Derleyen: Erman Çimen / Yeniçağ
Kanal İstanbul Projesinin resmi internet sitesindeki verilere göre kanalın genişliği minimum 275 metre, derinliği 20,75 metre, uzunluğu yaklaşık 45 km olarak açıklandı. Tecrübeli denizciler ise bu duruma karşı ardı ardına açıklama yaptılar ancak kimse onların açıklamalarını ön plana çıkarmadı ve tartışmadı. Oysa, projede planlanan bu derinlik, büyük tankerlerin geçişi için yeterli değildi ve kanal içinde oluşacak akıntının yüksek hızı nedeniyle de gemileri kontrol etmenin çok zor olacağıydı. Çünkü böyle bir durumda hiçbir gemi “Dümen dinlemezdi”…
Özellikle uzun yol kaptanları İstanbul Boğazı’nda var olan ve Karadeniz’den Marmara’ya doğru olan yüzey akıntısının hızının -mutedil günlerde- genelde 3-4 knot (3-4 deniz mili), kuvvetli poyraz ve kuzeyli esen fırtınalar 7-8 knota kadar çıktığını belirttiler. Bu akıntı hızı ise dar olan İstanbul Kanalı’nda ise su akıntısının yaklaşık 10 knot’lık bir debiye çıkacağı için hiçbir gemi kaptanı bu süratle aşağı doğru inmek istemeyeceğinin altını çizdiler. Bu şartlarda kanaldan Karadeniz’den Marmara’ya doğru inen tankerlerin suyun nehir gibi akması nedeniyle “Dümen dinlemeyeceği” ve acil bir durumda geminin demir atması durumunda da kanalın beton olması nedeniyle gemilerinin hiçbirinin demir taraması yapacağı yani “Demir dinlemeyeceğini” açıkladılar.

---

### Alıştırmanın Amacı
Kanal İstanbul hakkındaki metne dayanarak aşağıdaki soruları yanıtlayın.
(a) Projenin resmi internet sitesine göre kanalın derinliği kaç metredir?
(b) Kaptanların belirttiğine göre İstanbul Boğazı'ndaki yüzey akıntısının hızı mutedil günlerde genelde kaç knottur?
(c) Kaptanlara göre dar kanalda su akıntısı yaklaşık kaç knota çıkacaktır?

### Veri Seti İçeriği
---

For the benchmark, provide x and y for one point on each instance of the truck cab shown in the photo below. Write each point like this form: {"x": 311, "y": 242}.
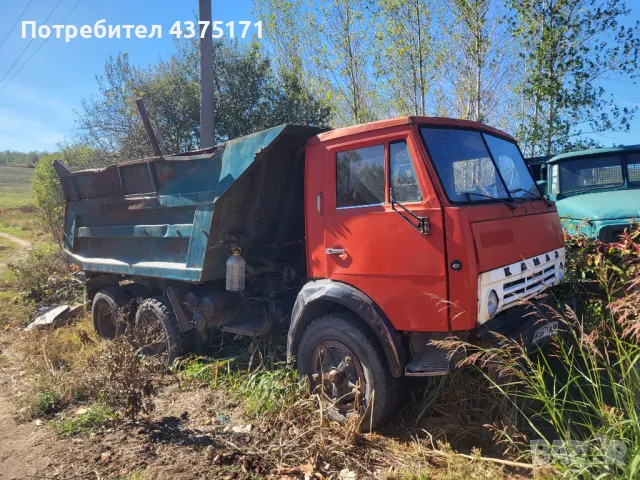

---

### Çözülmüş Alıştırma
(a) 20,75 metre.
(b) 3-4 knot.
(c) Yaklaşık 10 knot.